Passage shown -
——————
Lifestyle, nutrition, the environment and the health system are four key factors that people globally say have the most impact on their health. Underlying these influences, its friends and family who most shape our health, followed by government and business.

Welcome to the 2011 Edelman Health Barometer, the third year the communications firm has polled health citizens around the world on their views on health, behavior change, and the use of information and digital tools.

Edelman conducted 15,165 interviews 12 countries in North America, Asia and Europe to gather health citizens’ perspectives.

The top-line, globally, is that there is a knowledge-action gap in health: people ‘know’ many of the right things to do to bolster positive health outcomes — the spirit is willing — but, frankly, the flesh is weak.  Top unhealthy behaviors include not exercising enough (55% confessing they don’t), smoking (41%), poor nutrition (36%), overeating (34%), not getting enough sleep (33%), and consuming alcohol or drugs (24%).
——————
What you need to do - Return the words of the Edelman Health Barometer passage, starting with "Welcome to the" and going on through "or drugs (24%).". Rely only on the passage about the 2011 Edelman Health Barometer.
——————
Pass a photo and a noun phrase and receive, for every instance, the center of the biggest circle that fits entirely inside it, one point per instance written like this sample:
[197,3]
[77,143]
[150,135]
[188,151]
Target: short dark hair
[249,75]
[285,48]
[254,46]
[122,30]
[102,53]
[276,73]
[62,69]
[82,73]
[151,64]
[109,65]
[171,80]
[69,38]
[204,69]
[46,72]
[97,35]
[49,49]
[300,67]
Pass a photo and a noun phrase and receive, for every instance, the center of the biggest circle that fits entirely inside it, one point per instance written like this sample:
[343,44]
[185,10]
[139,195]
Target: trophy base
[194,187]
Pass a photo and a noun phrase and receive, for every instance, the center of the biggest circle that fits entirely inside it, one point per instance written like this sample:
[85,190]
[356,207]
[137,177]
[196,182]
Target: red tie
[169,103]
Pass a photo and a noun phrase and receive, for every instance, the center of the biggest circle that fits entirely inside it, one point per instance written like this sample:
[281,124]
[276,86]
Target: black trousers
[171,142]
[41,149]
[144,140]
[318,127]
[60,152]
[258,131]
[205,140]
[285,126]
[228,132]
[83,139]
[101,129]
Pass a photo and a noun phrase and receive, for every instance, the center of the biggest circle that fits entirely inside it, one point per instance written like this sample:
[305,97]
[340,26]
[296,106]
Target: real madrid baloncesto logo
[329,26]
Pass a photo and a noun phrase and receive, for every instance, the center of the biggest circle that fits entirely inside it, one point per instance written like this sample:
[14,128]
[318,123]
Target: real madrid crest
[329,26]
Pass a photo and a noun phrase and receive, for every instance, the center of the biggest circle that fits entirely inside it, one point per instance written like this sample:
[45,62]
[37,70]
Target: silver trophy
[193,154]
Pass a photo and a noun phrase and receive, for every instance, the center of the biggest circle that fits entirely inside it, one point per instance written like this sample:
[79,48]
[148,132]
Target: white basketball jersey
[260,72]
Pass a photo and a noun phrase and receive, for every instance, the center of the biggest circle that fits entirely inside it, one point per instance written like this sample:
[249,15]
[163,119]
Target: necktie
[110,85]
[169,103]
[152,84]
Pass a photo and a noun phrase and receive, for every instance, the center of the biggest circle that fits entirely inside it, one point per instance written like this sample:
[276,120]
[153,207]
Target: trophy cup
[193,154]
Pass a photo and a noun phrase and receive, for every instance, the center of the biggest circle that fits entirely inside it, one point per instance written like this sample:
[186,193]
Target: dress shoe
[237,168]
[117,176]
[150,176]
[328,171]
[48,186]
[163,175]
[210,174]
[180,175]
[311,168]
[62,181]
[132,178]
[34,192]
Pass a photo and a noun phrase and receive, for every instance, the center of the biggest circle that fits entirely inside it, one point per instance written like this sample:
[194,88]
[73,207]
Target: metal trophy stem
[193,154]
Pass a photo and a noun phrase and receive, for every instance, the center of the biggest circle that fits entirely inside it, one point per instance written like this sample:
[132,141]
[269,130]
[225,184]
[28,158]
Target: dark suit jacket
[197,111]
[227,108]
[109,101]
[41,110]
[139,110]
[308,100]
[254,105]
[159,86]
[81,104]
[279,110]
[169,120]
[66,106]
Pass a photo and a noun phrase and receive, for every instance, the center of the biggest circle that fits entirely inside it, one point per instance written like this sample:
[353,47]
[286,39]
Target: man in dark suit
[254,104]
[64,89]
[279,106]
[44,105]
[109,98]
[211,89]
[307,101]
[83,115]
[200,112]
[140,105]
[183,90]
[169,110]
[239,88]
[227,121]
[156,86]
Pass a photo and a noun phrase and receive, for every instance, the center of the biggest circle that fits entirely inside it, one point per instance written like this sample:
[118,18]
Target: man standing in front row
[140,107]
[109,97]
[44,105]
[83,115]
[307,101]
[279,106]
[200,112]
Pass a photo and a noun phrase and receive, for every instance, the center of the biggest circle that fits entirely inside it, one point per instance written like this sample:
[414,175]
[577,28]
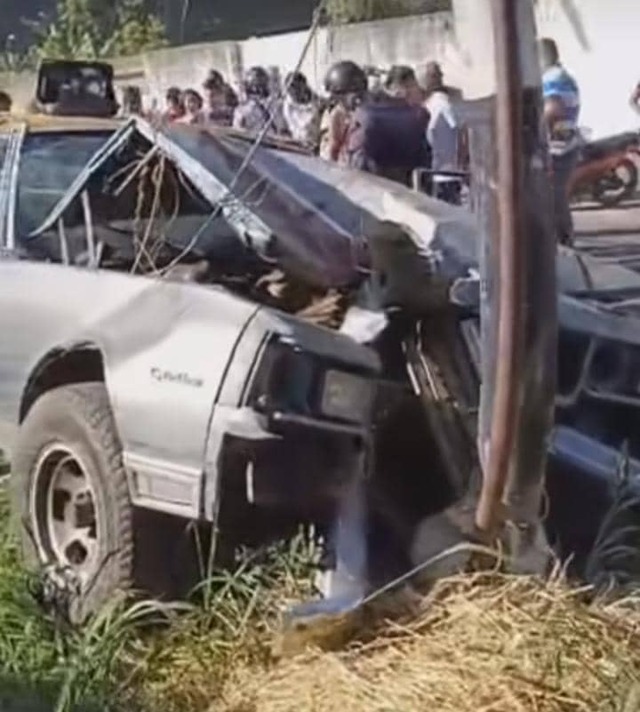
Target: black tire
[77,418]
[627,189]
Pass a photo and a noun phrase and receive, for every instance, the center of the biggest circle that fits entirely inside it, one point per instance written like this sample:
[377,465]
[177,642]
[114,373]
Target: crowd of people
[388,124]
[389,128]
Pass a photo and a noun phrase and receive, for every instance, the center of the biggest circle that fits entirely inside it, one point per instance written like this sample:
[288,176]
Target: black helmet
[256,82]
[345,78]
[298,87]
[214,80]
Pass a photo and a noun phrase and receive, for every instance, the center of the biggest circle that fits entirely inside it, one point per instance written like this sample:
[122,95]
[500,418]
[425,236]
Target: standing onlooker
[443,134]
[388,134]
[5,102]
[301,110]
[174,104]
[131,101]
[401,82]
[193,104]
[346,84]
[220,100]
[635,98]
[259,109]
[561,113]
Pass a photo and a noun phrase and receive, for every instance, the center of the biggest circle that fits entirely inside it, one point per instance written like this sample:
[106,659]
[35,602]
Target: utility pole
[519,325]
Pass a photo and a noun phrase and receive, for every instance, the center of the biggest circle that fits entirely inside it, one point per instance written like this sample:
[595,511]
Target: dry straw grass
[483,644]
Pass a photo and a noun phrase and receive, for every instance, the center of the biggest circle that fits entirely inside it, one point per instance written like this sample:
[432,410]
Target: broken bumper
[298,463]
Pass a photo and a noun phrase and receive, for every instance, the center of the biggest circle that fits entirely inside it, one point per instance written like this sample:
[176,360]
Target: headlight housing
[346,396]
[293,381]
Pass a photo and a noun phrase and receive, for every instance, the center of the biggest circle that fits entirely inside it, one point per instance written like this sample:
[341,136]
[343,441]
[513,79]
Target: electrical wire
[229,197]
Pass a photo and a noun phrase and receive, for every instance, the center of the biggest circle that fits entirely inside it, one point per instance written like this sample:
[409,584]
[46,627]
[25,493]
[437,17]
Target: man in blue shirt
[561,113]
[388,133]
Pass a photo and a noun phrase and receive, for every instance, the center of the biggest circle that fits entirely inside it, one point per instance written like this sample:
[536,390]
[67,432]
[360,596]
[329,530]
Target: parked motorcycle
[607,172]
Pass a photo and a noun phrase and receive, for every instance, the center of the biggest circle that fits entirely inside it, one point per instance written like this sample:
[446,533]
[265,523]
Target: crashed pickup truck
[214,331]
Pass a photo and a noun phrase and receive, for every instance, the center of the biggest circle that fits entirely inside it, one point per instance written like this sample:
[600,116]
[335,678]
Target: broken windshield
[49,164]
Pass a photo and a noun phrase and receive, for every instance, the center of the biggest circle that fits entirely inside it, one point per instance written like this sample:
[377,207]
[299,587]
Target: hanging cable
[229,197]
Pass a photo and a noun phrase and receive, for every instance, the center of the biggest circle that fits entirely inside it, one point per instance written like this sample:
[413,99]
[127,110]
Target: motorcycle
[607,172]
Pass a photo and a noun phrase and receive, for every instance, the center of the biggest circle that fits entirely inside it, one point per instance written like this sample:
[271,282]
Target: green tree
[344,11]
[95,29]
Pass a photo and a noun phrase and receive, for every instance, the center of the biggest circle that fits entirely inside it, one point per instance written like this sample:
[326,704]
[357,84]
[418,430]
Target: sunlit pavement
[614,224]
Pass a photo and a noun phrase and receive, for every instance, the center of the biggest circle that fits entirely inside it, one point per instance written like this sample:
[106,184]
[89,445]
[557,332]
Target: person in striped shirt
[561,113]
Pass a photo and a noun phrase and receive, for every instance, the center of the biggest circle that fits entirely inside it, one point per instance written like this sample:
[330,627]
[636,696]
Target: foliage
[344,11]
[141,654]
[92,29]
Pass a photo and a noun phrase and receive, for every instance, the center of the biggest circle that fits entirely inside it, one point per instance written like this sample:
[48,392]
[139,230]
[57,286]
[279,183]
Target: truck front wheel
[70,493]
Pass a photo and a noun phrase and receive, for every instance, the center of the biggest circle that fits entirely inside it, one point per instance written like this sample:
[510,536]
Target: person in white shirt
[193,105]
[260,108]
[301,110]
[443,134]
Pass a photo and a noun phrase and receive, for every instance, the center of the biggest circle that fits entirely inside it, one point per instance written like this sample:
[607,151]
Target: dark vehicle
[73,88]
[238,320]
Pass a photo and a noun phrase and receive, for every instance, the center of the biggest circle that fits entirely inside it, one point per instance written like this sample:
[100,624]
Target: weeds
[142,654]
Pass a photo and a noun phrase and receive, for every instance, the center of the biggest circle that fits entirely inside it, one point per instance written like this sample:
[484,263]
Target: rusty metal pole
[510,343]
[524,338]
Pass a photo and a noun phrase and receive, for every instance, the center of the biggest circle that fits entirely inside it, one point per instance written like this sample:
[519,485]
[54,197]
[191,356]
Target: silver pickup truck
[126,388]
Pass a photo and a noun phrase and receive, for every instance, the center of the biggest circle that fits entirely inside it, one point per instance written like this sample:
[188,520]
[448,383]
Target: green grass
[141,655]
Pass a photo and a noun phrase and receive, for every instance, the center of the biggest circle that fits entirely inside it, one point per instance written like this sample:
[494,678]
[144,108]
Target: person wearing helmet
[388,136]
[174,103]
[347,85]
[219,98]
[300,109]
[259,108]
[5,102]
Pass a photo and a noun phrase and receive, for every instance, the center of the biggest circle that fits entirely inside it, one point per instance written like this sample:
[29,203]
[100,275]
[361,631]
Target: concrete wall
[598,40]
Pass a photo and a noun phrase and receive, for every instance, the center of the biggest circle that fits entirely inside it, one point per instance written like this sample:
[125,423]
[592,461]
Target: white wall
[600,45]
[599,41]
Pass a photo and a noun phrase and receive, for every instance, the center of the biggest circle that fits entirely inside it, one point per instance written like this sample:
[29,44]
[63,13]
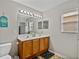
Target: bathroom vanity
[34,46]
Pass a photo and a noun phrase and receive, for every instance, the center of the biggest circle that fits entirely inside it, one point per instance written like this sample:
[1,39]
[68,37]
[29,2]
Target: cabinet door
[46,42]
[42,44]
[35,46]
[27,49]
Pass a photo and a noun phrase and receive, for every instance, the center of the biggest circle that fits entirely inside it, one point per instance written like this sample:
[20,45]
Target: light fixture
[25,12]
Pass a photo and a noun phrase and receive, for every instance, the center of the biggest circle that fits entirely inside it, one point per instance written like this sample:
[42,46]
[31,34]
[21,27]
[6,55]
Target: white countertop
[23,37]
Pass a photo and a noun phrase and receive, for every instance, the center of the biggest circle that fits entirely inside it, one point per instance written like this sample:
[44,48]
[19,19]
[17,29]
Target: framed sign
[3,21]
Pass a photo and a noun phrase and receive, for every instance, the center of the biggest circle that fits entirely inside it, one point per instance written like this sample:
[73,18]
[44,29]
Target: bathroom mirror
[26,24]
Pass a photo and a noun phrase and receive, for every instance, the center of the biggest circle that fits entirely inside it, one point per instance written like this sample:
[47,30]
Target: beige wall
[10,34]
[63,43]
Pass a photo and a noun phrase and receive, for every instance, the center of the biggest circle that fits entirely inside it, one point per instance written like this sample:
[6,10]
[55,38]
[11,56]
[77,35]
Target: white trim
[58,54]
[70,14]
[5,44]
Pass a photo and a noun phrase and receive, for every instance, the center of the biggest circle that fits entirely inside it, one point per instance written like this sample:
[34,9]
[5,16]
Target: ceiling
[41,5]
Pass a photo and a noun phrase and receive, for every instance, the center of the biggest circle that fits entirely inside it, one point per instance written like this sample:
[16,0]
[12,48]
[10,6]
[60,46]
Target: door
[42,45]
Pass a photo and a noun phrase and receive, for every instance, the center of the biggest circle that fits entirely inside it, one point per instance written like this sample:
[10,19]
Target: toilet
[4,51]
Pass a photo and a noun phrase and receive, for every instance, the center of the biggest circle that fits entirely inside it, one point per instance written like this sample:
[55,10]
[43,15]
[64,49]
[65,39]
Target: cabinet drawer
[27,49]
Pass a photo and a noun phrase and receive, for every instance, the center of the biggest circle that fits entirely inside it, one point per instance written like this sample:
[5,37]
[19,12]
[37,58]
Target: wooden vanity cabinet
[31,48]
[25,49]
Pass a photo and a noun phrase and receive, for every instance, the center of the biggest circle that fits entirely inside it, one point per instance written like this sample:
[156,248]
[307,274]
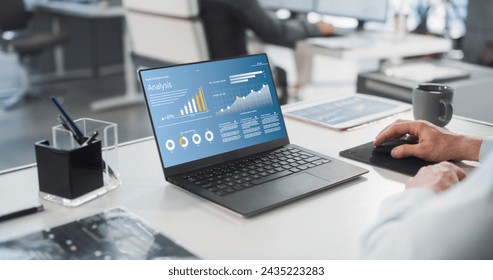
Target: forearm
[486,148]
[467,148]
[382,241]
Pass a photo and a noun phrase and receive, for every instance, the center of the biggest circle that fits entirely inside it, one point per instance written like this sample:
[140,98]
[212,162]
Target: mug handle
[448,110]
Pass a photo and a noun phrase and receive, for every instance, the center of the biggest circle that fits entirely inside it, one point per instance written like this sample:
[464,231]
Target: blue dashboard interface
[209,108]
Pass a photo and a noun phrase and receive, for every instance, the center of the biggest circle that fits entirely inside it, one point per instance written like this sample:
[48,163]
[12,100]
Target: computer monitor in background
[362,10]
[298,6]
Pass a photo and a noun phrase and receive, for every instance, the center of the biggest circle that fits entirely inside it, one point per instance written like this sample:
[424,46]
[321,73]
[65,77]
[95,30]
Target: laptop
[221,135]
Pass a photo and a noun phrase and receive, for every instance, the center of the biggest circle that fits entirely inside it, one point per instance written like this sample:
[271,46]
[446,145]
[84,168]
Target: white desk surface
[328,225]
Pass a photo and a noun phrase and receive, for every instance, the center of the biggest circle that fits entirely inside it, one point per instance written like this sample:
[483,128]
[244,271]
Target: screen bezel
[227,156]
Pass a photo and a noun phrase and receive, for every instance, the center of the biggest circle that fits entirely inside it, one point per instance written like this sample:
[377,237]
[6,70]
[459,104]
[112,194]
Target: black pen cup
[76,185]
[69,174]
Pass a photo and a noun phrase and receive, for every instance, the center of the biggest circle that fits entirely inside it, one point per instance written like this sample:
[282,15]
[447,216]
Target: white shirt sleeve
[486,148]
[419,224]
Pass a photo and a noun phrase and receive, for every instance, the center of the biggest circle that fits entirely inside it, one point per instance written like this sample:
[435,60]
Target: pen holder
[72,174]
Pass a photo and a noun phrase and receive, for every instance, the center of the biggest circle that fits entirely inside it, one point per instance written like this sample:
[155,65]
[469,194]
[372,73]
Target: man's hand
[438,177]
[433,143]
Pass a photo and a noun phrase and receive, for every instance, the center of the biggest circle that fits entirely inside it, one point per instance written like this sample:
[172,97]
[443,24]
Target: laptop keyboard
[242,174]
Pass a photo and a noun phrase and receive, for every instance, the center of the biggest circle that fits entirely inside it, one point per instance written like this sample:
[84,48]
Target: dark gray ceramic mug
[433,103]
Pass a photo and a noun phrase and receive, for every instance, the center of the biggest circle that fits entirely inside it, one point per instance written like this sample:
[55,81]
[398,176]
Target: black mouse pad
[364,153]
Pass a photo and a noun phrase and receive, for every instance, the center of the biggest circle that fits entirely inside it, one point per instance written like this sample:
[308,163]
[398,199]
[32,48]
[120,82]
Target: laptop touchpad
[278,191]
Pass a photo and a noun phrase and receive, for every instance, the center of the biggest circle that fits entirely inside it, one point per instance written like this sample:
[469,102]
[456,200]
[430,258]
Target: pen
[69,120]
[21,213]
[69,128]
[90,139]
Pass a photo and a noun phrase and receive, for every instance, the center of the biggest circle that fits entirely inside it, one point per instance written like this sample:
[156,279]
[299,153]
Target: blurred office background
[86,53]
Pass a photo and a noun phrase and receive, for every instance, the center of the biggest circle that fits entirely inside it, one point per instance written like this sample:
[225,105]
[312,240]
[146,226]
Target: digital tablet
[346,111]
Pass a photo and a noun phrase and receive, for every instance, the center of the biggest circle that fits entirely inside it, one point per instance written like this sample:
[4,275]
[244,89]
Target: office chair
[17,38]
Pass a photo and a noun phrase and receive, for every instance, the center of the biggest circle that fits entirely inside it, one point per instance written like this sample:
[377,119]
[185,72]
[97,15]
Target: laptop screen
[209,108]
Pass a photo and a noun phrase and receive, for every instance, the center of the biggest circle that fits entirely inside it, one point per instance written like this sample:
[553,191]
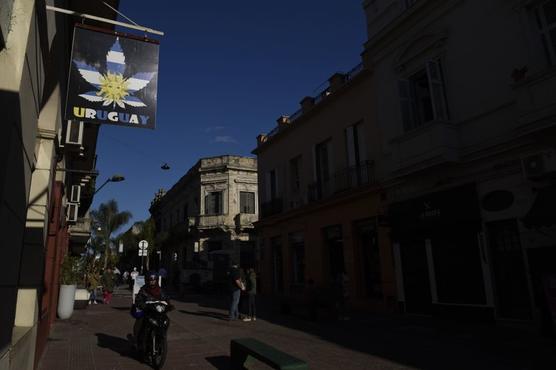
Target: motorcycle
[152,339]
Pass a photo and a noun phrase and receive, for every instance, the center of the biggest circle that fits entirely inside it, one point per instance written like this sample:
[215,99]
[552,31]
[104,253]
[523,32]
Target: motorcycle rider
[151,291]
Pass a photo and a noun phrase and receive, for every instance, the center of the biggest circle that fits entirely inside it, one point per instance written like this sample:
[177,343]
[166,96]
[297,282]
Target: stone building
[47,171]
[205,221]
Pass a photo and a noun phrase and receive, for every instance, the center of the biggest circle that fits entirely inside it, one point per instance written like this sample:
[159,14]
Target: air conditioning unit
[539,165]
[74,133]
[72,209]
[75,196]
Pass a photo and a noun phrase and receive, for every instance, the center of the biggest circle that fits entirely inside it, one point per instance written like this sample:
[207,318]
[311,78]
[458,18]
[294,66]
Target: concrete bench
[243,348]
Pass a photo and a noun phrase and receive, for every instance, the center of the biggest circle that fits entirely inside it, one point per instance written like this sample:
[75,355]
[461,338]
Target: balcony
[348,178]
[536,101]
[212,221]
[272,207]
[245,220]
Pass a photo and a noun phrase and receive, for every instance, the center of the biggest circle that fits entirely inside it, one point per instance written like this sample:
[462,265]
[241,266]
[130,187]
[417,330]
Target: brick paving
[199,338]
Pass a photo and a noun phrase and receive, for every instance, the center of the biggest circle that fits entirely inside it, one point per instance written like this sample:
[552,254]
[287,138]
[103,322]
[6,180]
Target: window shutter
[436,85]
[406,103]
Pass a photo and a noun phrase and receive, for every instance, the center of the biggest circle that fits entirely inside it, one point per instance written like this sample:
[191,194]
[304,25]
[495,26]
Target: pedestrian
[133,275]
[92,293]
[236,287]
[125,277]
[107,285]
[251,293]
[117,275]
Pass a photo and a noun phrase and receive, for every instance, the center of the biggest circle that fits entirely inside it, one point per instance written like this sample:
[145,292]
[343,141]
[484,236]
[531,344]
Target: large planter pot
[81,299]
[66,301]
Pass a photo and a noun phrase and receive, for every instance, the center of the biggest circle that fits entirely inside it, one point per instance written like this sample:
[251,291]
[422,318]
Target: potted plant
[69,277]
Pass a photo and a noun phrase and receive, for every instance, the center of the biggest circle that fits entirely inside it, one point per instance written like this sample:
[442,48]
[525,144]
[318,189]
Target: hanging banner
[113,79]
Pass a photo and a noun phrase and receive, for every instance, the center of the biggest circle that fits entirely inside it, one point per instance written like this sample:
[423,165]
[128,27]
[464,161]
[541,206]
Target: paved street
[199,338]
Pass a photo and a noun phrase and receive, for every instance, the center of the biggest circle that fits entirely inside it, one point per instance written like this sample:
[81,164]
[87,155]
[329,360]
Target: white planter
[66,301]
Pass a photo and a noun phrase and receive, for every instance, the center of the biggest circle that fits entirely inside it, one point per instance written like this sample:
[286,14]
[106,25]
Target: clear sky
[228,70]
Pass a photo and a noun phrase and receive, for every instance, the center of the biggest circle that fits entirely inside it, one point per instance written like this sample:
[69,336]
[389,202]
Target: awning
[543,210]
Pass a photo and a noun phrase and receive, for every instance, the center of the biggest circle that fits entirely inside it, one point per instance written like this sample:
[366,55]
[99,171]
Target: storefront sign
[113,79]
[456,207]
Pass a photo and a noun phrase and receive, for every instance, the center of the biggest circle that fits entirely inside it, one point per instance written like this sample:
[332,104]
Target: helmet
[151,275]
[137,313]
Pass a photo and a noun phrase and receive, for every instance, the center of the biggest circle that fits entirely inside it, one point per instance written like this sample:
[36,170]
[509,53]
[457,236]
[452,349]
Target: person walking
[251,293]
[133,275]
[236,286]
[107,285]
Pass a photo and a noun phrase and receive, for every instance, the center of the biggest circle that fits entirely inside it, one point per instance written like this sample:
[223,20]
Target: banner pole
[105,20]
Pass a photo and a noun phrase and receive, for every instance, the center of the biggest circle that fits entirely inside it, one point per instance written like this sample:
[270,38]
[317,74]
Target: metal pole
[105,20]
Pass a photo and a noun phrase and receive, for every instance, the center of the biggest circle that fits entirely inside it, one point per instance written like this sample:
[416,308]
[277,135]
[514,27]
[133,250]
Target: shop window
[213,203]
[335,250]
[277,264]
[297,245]
[247,202]
[422,96]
——————
Task solution -
Welcome to the 2011 Edelman Health Barometer, the third year the communications firm has polled health citizens around the world on their views on health, behavior change, and the use of information and digital tools.

Edelman conducted 15,165 interviews 12 countries in North America, Asia and Europe to gather health citizens’ perspectives.

The top-line, globally, is that there is a knowledge-action gap in health: people ‘know’ many of the right things to do to bolster positive health outcomes — the spirit is willing — but, frankly, the flesh is weak.  Top unhealthy behaviors include not exercising enough (55% confessing they don’t), smoking (41%), poor nutrition (36%), overeating (34%), not getting enough sleep (33%), and consuming alcohol or drugs (24%).